**Problem requirements**
Only the lines from the one containing "query: Where is the snow-capped mountain?" through the last line below should be written out, exactly and with both ends kept.

(Records from a data source)
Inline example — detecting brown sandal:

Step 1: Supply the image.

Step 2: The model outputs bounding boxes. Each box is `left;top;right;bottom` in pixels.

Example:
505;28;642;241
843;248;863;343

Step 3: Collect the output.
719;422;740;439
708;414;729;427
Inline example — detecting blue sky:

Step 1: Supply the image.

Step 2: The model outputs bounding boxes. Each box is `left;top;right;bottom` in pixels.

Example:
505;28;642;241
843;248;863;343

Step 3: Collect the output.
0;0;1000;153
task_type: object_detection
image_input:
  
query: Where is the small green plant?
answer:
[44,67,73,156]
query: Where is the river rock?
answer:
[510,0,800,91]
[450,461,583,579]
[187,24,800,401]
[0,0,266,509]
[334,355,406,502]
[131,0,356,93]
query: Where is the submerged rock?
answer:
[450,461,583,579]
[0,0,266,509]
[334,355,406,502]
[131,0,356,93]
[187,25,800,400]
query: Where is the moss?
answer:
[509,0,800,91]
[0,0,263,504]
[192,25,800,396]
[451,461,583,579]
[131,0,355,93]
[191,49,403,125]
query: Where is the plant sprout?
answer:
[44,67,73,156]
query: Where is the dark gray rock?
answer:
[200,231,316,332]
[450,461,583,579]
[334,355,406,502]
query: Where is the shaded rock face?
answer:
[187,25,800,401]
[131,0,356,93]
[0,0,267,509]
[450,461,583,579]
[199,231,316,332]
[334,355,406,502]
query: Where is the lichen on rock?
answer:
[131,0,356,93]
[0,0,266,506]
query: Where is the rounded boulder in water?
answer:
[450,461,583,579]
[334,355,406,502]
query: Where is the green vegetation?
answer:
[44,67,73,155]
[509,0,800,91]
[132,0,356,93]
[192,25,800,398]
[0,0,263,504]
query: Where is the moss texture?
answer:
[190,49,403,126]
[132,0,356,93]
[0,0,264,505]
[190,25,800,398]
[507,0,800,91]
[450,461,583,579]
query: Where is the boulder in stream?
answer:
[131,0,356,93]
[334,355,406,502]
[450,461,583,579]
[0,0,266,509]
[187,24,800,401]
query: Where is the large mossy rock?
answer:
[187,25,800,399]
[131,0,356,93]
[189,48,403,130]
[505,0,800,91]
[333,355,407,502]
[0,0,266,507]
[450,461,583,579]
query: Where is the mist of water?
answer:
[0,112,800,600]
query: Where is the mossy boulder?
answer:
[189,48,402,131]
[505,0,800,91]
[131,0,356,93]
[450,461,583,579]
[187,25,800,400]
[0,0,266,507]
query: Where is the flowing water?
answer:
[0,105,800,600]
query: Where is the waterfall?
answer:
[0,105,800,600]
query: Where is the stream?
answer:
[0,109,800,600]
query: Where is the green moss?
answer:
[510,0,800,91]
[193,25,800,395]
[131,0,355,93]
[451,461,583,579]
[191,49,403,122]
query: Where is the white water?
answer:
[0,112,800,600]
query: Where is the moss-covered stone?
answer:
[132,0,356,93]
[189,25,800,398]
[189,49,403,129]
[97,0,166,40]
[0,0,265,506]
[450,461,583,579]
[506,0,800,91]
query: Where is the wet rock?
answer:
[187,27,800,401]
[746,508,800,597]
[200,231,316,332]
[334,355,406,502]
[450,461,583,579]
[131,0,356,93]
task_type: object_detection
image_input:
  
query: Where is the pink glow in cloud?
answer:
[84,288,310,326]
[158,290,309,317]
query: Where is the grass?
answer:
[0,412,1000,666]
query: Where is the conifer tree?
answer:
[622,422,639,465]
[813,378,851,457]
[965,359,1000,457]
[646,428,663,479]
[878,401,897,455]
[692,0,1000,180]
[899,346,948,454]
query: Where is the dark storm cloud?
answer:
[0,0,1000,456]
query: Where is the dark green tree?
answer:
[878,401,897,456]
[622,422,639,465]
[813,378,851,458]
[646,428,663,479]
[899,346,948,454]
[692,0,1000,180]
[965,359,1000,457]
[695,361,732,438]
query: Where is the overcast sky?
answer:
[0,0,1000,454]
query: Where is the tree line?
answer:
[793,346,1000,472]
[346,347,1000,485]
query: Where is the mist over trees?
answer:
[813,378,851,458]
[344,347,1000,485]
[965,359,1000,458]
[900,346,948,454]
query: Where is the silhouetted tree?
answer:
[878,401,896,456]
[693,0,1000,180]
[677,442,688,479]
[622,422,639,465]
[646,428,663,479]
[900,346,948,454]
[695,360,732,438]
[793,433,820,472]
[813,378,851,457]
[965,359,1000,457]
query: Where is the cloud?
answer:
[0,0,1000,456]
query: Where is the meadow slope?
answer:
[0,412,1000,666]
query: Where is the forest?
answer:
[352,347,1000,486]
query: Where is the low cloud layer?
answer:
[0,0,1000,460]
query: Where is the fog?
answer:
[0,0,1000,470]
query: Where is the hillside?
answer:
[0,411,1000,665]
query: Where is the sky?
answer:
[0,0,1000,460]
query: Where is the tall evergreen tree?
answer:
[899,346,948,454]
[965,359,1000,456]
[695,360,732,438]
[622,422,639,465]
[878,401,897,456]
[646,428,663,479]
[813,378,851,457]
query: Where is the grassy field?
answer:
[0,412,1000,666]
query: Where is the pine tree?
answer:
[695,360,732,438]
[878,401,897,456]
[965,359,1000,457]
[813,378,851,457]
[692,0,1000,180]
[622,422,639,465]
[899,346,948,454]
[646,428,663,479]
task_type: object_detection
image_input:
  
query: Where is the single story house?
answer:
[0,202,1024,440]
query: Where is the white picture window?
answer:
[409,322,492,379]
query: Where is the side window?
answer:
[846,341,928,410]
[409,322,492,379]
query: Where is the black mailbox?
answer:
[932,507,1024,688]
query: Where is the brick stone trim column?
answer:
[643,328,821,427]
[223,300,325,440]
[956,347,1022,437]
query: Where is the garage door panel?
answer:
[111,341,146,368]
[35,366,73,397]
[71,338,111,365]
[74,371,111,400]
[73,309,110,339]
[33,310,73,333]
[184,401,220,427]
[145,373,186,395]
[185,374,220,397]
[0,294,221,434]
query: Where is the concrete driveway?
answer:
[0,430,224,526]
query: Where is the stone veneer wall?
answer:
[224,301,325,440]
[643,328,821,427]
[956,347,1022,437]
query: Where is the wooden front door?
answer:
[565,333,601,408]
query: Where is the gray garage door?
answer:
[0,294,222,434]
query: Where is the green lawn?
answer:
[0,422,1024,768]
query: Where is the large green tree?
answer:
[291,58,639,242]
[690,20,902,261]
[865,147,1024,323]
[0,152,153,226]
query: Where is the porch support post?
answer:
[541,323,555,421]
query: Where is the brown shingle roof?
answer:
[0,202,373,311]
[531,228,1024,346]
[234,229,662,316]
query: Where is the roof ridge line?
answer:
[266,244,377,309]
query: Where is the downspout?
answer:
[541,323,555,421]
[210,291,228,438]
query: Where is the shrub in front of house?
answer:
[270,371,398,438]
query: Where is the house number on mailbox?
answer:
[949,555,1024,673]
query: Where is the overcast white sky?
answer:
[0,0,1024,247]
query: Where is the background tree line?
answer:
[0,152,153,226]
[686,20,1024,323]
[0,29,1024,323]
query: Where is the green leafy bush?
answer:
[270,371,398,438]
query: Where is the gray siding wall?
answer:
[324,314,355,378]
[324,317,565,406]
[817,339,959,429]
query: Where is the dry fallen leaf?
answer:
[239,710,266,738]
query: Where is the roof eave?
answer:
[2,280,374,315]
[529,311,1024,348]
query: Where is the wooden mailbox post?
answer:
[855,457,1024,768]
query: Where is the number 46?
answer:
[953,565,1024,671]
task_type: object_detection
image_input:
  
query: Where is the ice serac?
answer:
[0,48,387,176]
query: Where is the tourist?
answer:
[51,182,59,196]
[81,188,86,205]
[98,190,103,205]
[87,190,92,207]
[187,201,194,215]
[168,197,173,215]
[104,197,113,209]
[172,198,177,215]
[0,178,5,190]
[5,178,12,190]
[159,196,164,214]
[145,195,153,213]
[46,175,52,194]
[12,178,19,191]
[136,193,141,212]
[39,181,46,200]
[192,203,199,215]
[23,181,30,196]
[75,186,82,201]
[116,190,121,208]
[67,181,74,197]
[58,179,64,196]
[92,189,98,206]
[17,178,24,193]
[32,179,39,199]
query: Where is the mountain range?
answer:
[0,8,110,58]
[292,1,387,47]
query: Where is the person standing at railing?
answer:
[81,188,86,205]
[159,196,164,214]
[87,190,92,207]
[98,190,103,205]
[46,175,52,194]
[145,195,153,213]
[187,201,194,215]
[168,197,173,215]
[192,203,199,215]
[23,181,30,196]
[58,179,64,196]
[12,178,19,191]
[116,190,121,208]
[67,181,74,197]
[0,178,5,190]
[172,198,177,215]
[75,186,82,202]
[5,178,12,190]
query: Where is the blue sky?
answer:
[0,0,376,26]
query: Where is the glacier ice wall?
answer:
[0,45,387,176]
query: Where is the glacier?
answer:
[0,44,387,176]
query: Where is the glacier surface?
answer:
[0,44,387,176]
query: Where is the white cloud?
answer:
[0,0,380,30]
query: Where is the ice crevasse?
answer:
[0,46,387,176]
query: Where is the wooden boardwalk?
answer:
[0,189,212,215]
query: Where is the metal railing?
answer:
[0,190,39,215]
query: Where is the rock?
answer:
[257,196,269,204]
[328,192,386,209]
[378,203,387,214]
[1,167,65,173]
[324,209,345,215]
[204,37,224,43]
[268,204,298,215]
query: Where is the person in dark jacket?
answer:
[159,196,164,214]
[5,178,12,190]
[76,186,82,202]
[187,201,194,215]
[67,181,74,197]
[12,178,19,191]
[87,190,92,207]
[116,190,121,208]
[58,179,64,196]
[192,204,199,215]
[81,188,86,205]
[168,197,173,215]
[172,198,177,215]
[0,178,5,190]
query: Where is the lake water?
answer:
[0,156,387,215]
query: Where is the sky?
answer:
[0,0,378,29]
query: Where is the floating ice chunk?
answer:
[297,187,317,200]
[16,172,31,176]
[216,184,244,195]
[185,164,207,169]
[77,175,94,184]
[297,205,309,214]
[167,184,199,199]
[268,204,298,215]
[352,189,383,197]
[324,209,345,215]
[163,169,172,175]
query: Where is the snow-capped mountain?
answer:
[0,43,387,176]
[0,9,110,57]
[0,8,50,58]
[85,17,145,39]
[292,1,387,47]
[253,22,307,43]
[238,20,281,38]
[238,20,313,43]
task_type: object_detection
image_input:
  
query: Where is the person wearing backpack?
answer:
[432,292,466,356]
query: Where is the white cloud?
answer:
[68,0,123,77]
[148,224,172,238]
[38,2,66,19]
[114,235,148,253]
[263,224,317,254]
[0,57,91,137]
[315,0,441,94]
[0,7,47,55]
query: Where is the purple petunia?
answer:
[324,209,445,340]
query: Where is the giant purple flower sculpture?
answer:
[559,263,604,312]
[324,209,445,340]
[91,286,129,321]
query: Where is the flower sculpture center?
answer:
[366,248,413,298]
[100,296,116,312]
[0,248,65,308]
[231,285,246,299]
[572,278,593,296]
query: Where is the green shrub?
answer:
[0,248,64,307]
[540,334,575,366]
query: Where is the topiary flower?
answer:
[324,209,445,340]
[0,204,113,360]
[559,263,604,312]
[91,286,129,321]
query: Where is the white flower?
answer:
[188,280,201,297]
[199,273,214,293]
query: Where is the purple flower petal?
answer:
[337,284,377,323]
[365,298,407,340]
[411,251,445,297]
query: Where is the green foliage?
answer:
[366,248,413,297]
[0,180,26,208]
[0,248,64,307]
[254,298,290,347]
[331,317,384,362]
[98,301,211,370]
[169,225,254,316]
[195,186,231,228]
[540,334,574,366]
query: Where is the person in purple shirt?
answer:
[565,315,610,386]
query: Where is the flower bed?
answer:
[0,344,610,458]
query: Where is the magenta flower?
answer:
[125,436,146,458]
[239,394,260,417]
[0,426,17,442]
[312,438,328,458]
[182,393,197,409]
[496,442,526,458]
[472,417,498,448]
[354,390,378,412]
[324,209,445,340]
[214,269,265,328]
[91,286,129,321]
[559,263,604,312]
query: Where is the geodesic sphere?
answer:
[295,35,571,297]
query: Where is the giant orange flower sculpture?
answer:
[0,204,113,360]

**Solved exercise**
query: Where is the snow-capped mountain?
answer:
[0,43,387,176]
[0,9,110,57]
[0,8,50,58]
[85,17,145,39]
[292,1,387,47]
[253,22,307,43]
[238,20,281,38]
[238,20,313,43]
task_type: object_detection
image_input:
  
query: Where is the person wearing backpack?
answer:
[432,292,466,356]
query: Where is the white cloud?
answer:
[68,0,123,77]
[148,224,172,238]
[38,2,66,19]
[114,235,148,253]
[263,224,317,254]
[0,57,91,137]
[315,0,441,94]
[0,7,47,55]
query: Where is the purple petunia?
answer:
[324,209,445,340]
query: Where is the giant purple flower sculpture?
answer:
[559,263,604,312]
[324,209,445,340]
[91,286,129,321]
query: Where is the flower sculpture center?
answer:
[366,248,413,298]
[100,296,116,312]
[0,248,65,308]
[231,285,246,299]
[572,278,593,296]
query: Where is the green shrub?
answer:
[0,248,64,307]
[540,334,575,366]
query: Where is the topiary flower?
answer:
[324,209,445,340]
[0,204,113,360]
[559,263,604,312]
[91,286,129,321]
query: Where is the white flower?
answer:
[188,280,201,297]
[199,273,214,293]
query: Where is the purple flower petal?
answer:
[337,284,377,323]
[365,298,407,340]
[411,251,445,297]
query: Where is the green foliage?
answer:
[366,248,413,297]
[0,180,26,208]
[0,248,64,307]
[254,298,290,347]
[331,317,384,362]
[98,301,211,370]
[169,225,254,316]
[195,186,231,228]
[540,334,574,366]
query: Where is the person in purple shirt?
answer:
[565,315,610,386]
query: Where is the flower bed?
answer:
[0,344,610,458]
query: Where is the magenta flower?
answer:
[125,436,146,458]
[239,394,260,417]
[0,426,17,442]
[312,438,328,458]
[182,393,197,409]
[496,442,526,458]
[472,417,498,448]
[354,390,378,412]
[324,209,445,340]
[214,269,265,328]
[91,286,129,321]
[559,263,604,312]
query: Where is the geodesic sphere?
answer:
[295,35,571,297]
query: Where is the giant orange flower sculpture?
answer:
[0,204,113,360]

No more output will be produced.